Placeholder blocks are convenient and self-documenting, but they do depend on having the right inheritance structure in place. It's sometimes necessary to add a level of inheritance to create the appropriate abstraction layers. If you find yourself repeating the same block customization, you should evaluate whether the inheritance structure is right. Alternatively, you might need to use another technique.

When adding a new placeholder, try to be mindful of folks who will need to add or modify overrides in the future; avoid placing them in contexts that require special consideration, and never use the same block in two different contexts. For example, avoid:

• Using {% block install_commands %} inside a code block for one product, and inside a list for another.
• Using {% block additional_prerequisites %} inside a code block that is never closed (and thus requires it to be overridden for no other reason than to close the block!)

If a particular block requires content to be formatted in a specific way, such as indented to match the indentation of a list... Consider using a {% filter ... %} block to transform the content as needed. For example:

- This list
- Includes
- A block
{% filter indent(2) %}
{% block subitem %}
{% endblock subitem %}
- But derived templates
- Don't need to know this

This example uses indent to ensure the block's content will not break out of the list item. Other useful filters include replace(...) and trim(...) - more can be added if the need arises.

Of special note is the ability to integrate parent blocks in derived templates via the super() function. This can greatly reduce the proliferation of placeholders by allowing you to build on existing blocks in derived templates:

{% block prerequisites %}
Some base content
{% endblock prerequisites %}

{% block prerequisites %}
{{ super() }}
Some derived content that appears after the base content
{% endblock prerequisites %}

{% block prerequisites %}
Some derived content that appears before...
{{ super() }}
...AND after the base content
{% endblock prerequisites %}

{% block prerequisites %}
Some derived content that makes the base content look like it was SHOUTED
{{ super() | upper }}
{% endblock prerequisites %}

When there are pieces of text that need to be repeated, but don't have a place in the existing structure, consider using the include tag. For instance, we might want to includes a disclaimer for platforms nearing the end of our support cycle. Rather than repeat that warning in each affected template, we could put the text in a new template that we include when needed.

JOB 1:
Revise the template blocks guide starting at "If a particular" and ending at "the need arises.", putting "child templates" wherever "derived templates" appears.
JOB 2:
Carry the template blocks guide forward from its last sentence.

STORED RECORDS:
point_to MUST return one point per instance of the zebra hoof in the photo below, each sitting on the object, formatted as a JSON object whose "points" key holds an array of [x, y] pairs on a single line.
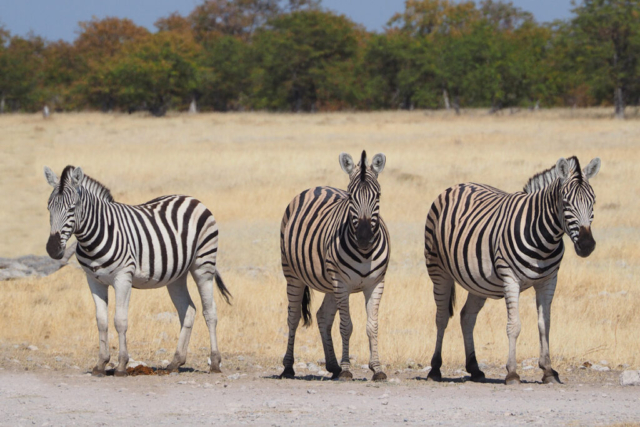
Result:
{"points": [[551, 377], [477, 377], [379, 376], [434, 375], [98, 372], [215, 363], [512, 379], [288, 373], [345, 376]]}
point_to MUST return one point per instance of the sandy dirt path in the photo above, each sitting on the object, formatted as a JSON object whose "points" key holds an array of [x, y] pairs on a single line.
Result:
{"points": [[72, 397]]}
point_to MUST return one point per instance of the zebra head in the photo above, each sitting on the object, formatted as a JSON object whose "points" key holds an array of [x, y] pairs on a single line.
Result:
{"points": [[62, 208], [576, 202], [364, 197]]}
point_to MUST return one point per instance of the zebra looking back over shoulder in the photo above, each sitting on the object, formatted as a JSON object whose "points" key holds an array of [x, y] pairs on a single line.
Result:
{"points": [[335, 242], [145, 246], [496, 244]]}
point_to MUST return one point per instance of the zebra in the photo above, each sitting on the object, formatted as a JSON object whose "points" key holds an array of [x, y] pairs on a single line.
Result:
{"points": [[335, 242], [496, 245], [146, 246]]}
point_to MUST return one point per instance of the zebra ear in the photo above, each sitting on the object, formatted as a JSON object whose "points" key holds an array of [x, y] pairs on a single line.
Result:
{"points": [[592, 168], [51, 177], [378, 162], [563, 169], [346, 163], [76, 177]]}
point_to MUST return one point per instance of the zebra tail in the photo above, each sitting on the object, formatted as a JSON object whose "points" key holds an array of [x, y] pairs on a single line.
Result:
{"points": [[452, 299], [306, 307], [222, 288]]}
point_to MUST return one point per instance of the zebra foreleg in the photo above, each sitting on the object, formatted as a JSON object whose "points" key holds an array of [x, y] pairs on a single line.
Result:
{"points": [[512, 296], [204, 281], [122, 287], [295, 293], [468, 317], [544, 297], [346, 328], [325, 317], [179, 294], [443, 293], [100, 294], [372, 297]]}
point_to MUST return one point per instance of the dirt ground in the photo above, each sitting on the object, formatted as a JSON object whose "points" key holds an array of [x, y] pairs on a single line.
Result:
{"points": [[255, 396]]}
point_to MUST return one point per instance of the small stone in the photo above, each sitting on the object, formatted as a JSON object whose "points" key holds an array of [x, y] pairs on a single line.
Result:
{"points": [[630, 378]]}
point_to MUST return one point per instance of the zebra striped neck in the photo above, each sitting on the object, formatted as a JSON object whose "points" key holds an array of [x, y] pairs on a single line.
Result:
{"points": [[551, 209], [544, 179]]}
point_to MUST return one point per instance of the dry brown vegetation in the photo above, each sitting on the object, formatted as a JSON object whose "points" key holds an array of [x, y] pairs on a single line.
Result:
{"points": [[247, 167]]}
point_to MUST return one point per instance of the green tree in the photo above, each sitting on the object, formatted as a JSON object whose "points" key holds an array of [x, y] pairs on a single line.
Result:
{"points": [[305, 61], [156, 73]]}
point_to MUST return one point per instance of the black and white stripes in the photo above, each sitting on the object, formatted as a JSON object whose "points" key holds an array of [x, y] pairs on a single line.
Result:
{"points": [[335, 242], [496, 244], [146, 246]]}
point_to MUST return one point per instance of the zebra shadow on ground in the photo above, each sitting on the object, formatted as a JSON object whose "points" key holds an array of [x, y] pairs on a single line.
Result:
{"points": [[465, 379], [310, 377]]}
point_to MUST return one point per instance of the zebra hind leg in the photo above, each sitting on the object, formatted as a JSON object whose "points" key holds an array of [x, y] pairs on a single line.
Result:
{"points": [[444, 295], [204, 280], [468, 317], [186, 313], [295, 293], [325, 317]]}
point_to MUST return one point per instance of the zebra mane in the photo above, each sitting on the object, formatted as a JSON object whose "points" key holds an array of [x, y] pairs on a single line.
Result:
{"points": [[547, 177], [91, 185], [363, 166]]}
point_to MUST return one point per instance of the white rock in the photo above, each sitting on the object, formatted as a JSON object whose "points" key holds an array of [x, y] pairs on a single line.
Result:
{"points": [[630, 378], [271, 404]]}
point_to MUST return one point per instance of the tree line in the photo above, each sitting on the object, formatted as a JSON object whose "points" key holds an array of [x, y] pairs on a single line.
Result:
{"points": [[293, 55]]}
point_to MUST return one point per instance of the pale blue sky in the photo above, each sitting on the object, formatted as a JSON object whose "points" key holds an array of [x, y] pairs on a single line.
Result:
{"points": [[58, 19]]}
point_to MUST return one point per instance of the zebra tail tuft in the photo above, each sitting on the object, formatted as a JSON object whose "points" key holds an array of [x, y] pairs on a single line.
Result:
{"points": [[452, 299], [222, 288], [306, 307]]}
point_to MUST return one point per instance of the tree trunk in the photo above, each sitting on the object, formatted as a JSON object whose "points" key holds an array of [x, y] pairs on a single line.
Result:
{"points": [[618, 100], [456, 104], [445, 96]]}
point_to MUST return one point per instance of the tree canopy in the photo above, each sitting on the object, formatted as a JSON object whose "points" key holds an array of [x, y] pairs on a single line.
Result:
{"points": [[293, 55]]}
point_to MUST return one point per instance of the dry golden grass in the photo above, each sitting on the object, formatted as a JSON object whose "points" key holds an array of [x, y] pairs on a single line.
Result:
{"points": [[247, 167]]}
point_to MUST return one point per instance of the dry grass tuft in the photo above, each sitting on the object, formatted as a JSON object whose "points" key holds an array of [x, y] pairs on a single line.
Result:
{"points": [[247, 167]]}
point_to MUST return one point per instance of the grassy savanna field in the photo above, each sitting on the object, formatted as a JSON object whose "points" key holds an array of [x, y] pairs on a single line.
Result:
{"points": [[247, 167]]}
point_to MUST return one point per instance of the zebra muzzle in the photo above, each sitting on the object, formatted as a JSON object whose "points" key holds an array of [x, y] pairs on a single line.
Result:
{"points": [[364, 234], [54, 247], [585, 244]]}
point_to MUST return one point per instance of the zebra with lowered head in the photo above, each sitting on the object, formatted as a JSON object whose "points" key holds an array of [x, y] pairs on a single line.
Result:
{"points": [[146, 246], [335, 242], [496, 245]]}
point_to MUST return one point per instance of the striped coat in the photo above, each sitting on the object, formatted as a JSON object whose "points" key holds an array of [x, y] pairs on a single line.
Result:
{"points": [[146, 246], [335, 242], [497, 244]]}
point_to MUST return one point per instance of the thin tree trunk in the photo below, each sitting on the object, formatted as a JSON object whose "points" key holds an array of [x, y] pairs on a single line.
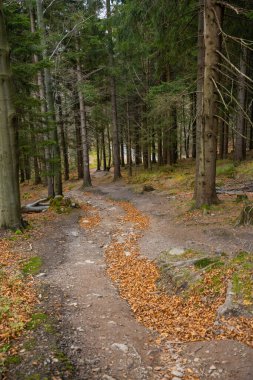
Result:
{"points": [[240, 137], [64, 145], [205, 178], [98, 153], [115, 133], [9, 185], [83, 122], [103, 149]]}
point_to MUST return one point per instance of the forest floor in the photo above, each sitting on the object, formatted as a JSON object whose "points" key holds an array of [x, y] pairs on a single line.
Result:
{"points": [[100, 313]]}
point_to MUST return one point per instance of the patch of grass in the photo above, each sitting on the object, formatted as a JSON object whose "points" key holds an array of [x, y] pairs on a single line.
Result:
{"points": [[68, 366], [37, 320], [206, 261], [226, 170], [13, 359], [32, 266]]}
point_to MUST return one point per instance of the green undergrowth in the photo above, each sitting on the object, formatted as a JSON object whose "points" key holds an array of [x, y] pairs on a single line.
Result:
{"points": [[32, 266], [185, 274]]}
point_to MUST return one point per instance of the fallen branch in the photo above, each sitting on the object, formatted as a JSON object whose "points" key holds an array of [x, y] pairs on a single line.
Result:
{"points": [[38, 206]]}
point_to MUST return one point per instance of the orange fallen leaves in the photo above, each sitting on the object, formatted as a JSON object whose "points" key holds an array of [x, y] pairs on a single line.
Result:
{"points": [[92, 217], [17, 294], [180, 319]]}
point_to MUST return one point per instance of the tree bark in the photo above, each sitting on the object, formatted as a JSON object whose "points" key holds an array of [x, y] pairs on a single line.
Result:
{"points": [[115, 132], [10, 215], [83, 122], [206, 168], [240, 137]]}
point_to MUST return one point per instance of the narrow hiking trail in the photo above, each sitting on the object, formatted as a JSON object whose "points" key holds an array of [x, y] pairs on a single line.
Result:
{"points": [[82, 276]]}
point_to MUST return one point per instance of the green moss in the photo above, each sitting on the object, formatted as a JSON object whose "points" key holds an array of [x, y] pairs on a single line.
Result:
{"points": [[202, 263], [32, 266], [36, 320], [14, 359], [226, 169], [68, 366]]}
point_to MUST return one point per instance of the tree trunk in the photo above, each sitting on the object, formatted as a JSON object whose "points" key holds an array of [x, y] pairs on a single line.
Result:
{"points": [[206, 168], [240, 137], [83, 122], [98, 153], [193, 121], [55, 167], [9, 188], [79, 153], [103, 149], [115, 132], [64, 145]]}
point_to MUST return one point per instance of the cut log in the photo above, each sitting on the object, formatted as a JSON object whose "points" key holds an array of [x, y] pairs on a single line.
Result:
{"points": [[38, 206]]}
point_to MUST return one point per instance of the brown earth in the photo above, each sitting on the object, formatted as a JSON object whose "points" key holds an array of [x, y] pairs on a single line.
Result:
{"points": [[93, 327]]}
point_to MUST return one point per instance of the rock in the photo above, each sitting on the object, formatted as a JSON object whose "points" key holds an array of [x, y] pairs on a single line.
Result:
{"points": [[107, 377], [148, 188], [41, 275], [177, 251], [74, 233], [177, 373], [120, 346], [89, 262]]}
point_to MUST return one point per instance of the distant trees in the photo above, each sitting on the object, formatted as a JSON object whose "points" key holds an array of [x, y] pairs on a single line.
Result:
{"points": [[9, 188], [130, 84]]}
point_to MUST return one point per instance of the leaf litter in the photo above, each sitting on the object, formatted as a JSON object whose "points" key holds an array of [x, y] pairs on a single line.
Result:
{"points": [[177, 318]]}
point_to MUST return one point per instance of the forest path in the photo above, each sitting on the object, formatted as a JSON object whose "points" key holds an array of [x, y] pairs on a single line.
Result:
{"points": [[104, 339], [97, 328]]}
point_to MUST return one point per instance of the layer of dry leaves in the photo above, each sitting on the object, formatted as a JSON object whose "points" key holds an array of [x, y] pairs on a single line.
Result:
{"points": [[91, 218], [17, 294], [179, 319]]}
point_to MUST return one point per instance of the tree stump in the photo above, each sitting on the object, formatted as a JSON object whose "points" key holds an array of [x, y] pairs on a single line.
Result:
{"points": [[246, 217]]}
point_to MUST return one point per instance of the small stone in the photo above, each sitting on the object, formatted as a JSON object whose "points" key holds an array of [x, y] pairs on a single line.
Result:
{"points": [[177, 373], [41, 275], [120, 346], [177, 251], [107, 377]]}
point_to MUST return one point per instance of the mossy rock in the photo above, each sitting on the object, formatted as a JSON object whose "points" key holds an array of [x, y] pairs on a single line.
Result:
{"points": [[246, 217]]}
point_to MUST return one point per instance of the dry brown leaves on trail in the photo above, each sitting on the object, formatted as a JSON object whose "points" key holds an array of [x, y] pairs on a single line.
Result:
{"points": [[17, 295], [91, 218], [180, 319]]}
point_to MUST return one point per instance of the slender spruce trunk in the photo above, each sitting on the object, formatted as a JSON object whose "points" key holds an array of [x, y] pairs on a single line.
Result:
{"points": [[10, 215], [207, 150], [115, 129], [83, 123], [240, 137]]}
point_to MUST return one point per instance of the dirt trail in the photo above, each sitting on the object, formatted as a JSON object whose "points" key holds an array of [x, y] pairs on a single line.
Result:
{"points": [[97, 329]]}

WRITTEN RESPONSE 1:
If a particular block requires content to be formatted in a specific way, such as indented to match the indentation of a list... Consider using a {% filter ... %} block to transform the content as needed. For example:

- This list
- Includes
- A block
{% filter indent(2) %}
{% block subitem %}
{% endblock subitem %}
- But child templates
- Don't need to know this

This example uses indent to ensure the block's content will not break out of the list item. Other useful filters include replace(...) and trim(...) - more can be added if the need arises.

WRITTEN RESPONSE 2:
In Nunjucks, include doesn't work like a pre-processor (inserting code before rendering). Instead, included templates are rendered and the results are inserted. That means you can't use include to override a block in the calling template and blocks defined in the calling template aren't visible to the included template. Included templates should be considered self-contained snippets.

Sometimes a chunk of text varies only by a few discrete variables. In that case, a macro might be in order. We currently have two macros in /templates/platformBase/_shared.njk:

1. centosRepositoryConfiguration(packageManager, epelRepo)
2. centosInstallCommand(packageManager, packageName)

When that file is imported (not included) in another template, those macros can be used to insert the proper instructions for configuring the repository and installing the package. By using a few variables (packageManager, epelRepo and packageName), we can generate many different combinations of instructions from a single source.

Macros can be self-documenting and avoid action-at-a-distance problems. If you call a macro, it's easier to know what you are going to get in the render.

In a handful of situations it is useful to employ conditionals to include or modify output based on a test or comparison:

{% if osArchitectures["ppc64le"].hasFamily("RHEL") %}
...
{% endif %}

{% if platform.arch == "x86_64" %}
...
{% endif %}

Be wary of over-using these; prefer inheritance structures that push this content down to sufficiently-specific "leaf" templates instead. As a general rule, use conditionals only when the test is much, much simpler than the alternative inheritance structure, and be willing to abandon it when (over time) that simplicity is lost.

In particular, avoid the trap of setting a flag in a leaf template and then checking it in a base template: this separates the context from the decision, making it extremely difficult to judge when the test has lost its value.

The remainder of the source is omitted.